### TRAVAIL DEMANDÉ
Repérez, s'il vous plaît, chaque ligne du matériel qui contient la chaîne « Query » et recopiez-la. La casse compte.

Données d'annotation par points
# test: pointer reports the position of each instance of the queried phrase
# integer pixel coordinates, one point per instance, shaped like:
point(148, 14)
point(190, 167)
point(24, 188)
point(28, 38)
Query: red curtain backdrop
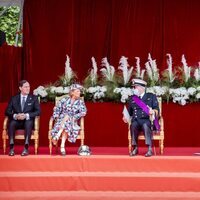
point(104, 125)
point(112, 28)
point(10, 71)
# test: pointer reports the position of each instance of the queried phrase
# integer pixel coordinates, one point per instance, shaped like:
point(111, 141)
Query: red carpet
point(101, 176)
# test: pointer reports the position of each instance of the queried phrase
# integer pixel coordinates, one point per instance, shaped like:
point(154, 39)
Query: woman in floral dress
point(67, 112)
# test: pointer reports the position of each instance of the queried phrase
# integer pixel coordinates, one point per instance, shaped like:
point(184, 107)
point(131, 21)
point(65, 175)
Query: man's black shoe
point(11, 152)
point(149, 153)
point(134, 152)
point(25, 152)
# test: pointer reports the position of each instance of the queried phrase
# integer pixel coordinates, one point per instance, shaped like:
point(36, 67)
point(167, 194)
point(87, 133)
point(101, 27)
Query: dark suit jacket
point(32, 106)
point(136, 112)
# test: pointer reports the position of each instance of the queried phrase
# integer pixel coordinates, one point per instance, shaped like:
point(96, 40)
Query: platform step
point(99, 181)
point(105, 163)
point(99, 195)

...

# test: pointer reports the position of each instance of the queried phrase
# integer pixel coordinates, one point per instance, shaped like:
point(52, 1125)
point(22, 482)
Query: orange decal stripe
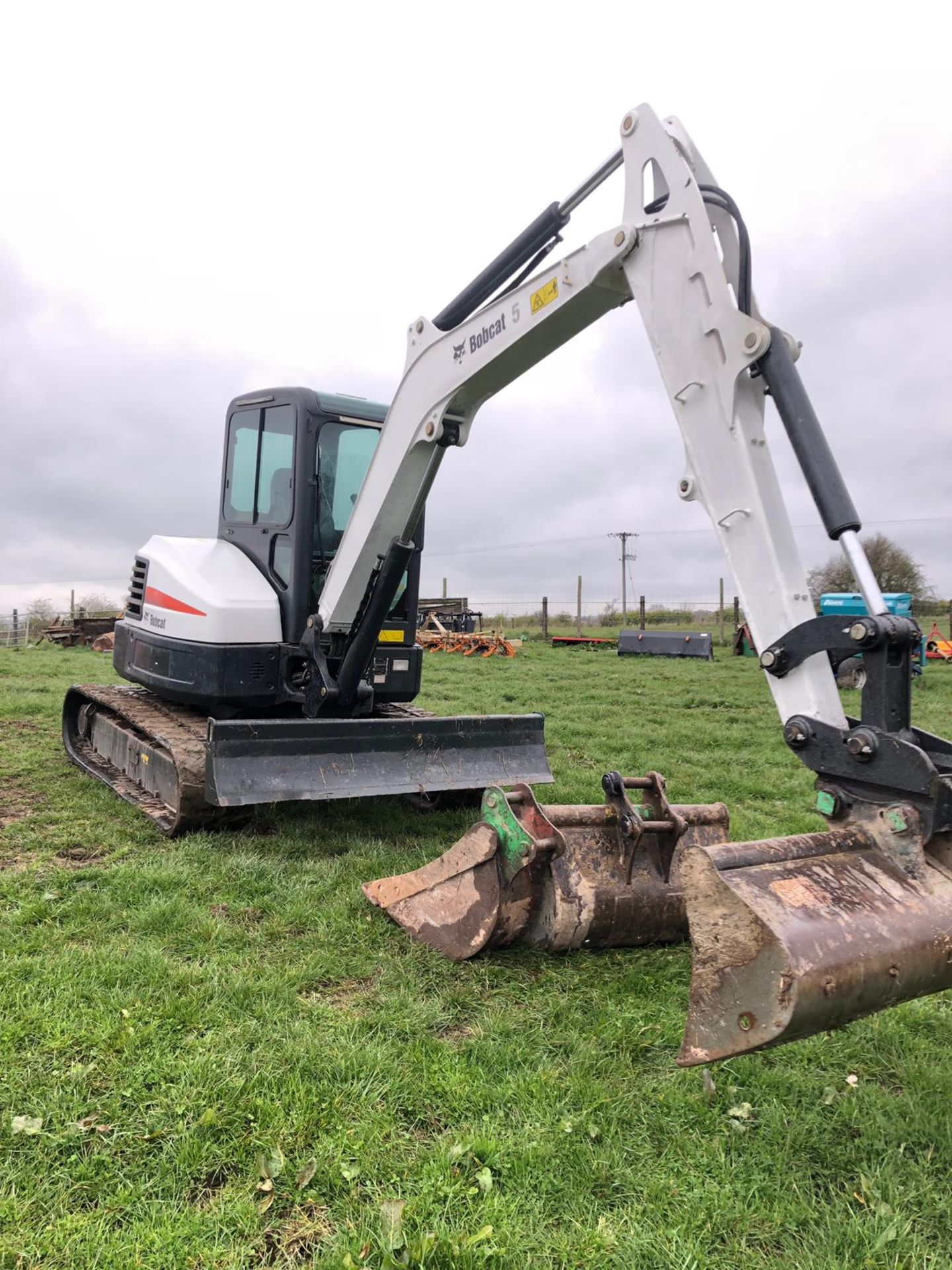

* * *

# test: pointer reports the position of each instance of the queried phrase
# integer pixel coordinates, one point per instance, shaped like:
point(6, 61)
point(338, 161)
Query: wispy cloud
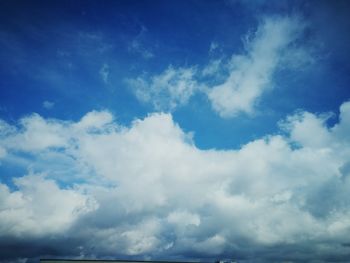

### RÉPONSE AU PROBLÈME
Query: red curtain backdrop
Query: red carpet
Query: woman in floral dress
Query: man's black shoe
Query: dark suit jacket
Query: platform step
Query: orange decal stripe
Query: wispy cloud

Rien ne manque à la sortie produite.